Развернутый мотив, связанный с опосредованным объяснением, можно наблюдать и в фильме «Моя любовь» (1940, реж. В. Корш-Саблин). Этот эпизод интересен по нескольким причинам: по сюжету в очаровательную героиню (Л. Смирнова) влюблены двое. Ситуация осложняется тем, что девушка усыновляет ребенка — и ребенок оказывается проверкой на прочность для двух кавалеров героини. Первый из ухажеров, обуреваемый ревностью, почти сразу сдает позиции; второй всячески хочет дать понять, что ребенок не препятствует, а, напротив, упрочивает его намерения. И в этой ситуации стеснительность второго кавалера, его неуверенность и использование речевой фигуры с «воображаемым другом» характеризуют его в глазах любимой девушки как более достойного претендента. Делая девушку своим конфидентом и помогая «другу», герой заручается еще большим кредитом ее доверия. Комизм ситуации усиливается тем, что «друг» действительно имеется — это второй колеблющийся ухажер — и девушка прекрасно понимает, что она не просто нравится, а очень нравится обоим. Поэтому она легко и с удовольствием вступает в игру, принимая и обыгрывая «заместительный» культурный конструкт, используемый стеснительным кавалером в сцене на балу в честь открытия дворца культуры (то есть в ситуации предельной публичности):

Он: Шура, почему, чем человек сильнее любит — тем труднее ему признаться?
::::::::::
== УКАЗАНИЯ К ЗАДАНИЯМ ==
1. Пожалуйста, определите, согласуются ли с текстом о фильме «Моя любовь» три утверждения, и подтвердите каждый ответ («да» или «нет») точной цитатой из текста. (a) Героиню фильма играет Л. Смирнова. (b) Первый ухажер, узнав о ребенке, только укрепляется в своих намерениях. (c) Сцена объяснения происходит на балу в честь открытия дворца культуры.
2. Перескажите в виде списка абзац текста о фильме «Моя любовь», начинающийся словами «Развернутый мотив, связанный с опосредованным объяснением», сохранив его основные факты.
::::::::::
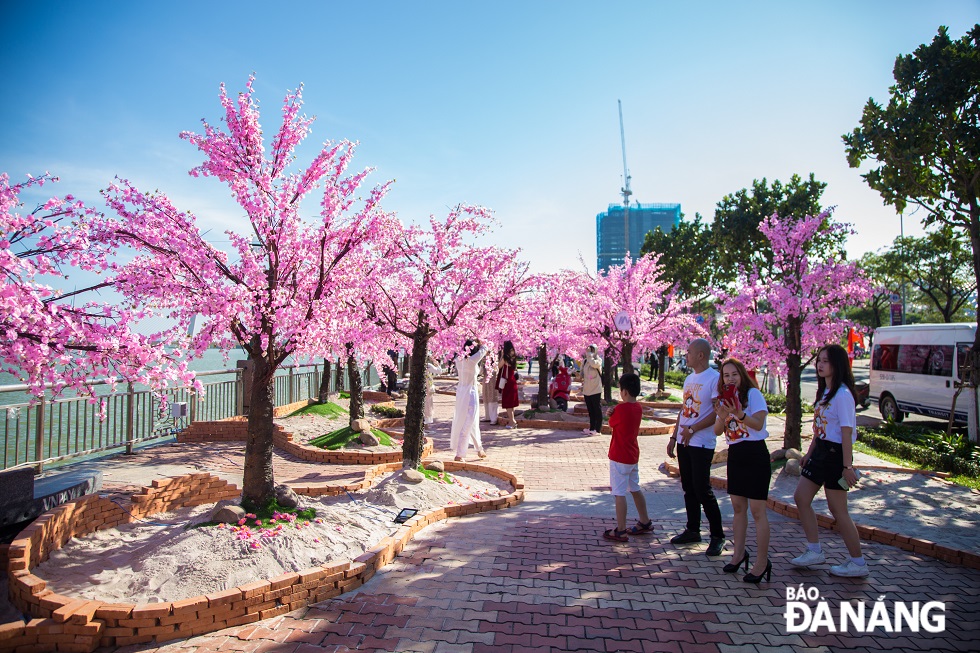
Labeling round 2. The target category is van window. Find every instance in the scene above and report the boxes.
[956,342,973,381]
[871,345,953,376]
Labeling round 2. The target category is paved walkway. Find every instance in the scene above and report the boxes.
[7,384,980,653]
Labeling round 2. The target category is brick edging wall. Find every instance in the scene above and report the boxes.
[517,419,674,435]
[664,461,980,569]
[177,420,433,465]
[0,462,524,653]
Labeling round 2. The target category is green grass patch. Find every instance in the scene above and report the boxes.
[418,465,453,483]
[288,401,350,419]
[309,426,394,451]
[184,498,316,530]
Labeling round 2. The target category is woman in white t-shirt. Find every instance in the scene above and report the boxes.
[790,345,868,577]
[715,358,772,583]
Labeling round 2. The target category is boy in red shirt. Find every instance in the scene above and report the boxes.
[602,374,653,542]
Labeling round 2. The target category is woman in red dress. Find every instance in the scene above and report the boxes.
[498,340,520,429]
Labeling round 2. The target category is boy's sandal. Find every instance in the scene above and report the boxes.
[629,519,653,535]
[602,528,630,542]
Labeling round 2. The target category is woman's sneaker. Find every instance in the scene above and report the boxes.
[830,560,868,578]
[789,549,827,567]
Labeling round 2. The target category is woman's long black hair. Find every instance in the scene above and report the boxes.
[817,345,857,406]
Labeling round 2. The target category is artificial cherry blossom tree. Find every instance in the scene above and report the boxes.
::::::::::
== ОТВЕТЫ ==
1.
(a) Да: «в очаровательную героиню (Л. Смирнова) влюблены двое».
(b) Нет: «Первый из ухажеров, обуреваемый ревностью, почти сразу сдает позиции».
(c) Да: «в сцене на балу в честь открытия дворца культуры».

2.
- В фильме «Моя любовь» (1940, реж. В. Корш-Саблин) есть развернутый мотив опосредованного объяснения.
- В героиню (Л. Смирнова) влюблены двое. Она усыновляет ребенка, и это становится проверкой на прочность для обоих кавалеров.
- Первый из ревности почти сразу сдает позиции. Второй показывает, что ребенок не мешает, а упрочивает его намерения.
- Стеснительность второго, его неуверенность и речевая фигура с «воображаемым другом» делают его в глазах девушки более достойным претендентом. Сделав ее своим конфидентом, он получает еще больший кредит доверия.
- Комизм усиливается тем, что «друг» действительно есть: это второй колеблющийся ухажер. Девушка понимает, что очень нравится обоим.
- Поэтому она охотно вступает в игру и обыгрывает «заместительный» культурный конструкт в сцене на балу в честь открытия дворца культуры, то есть в ситуации предельной публичности.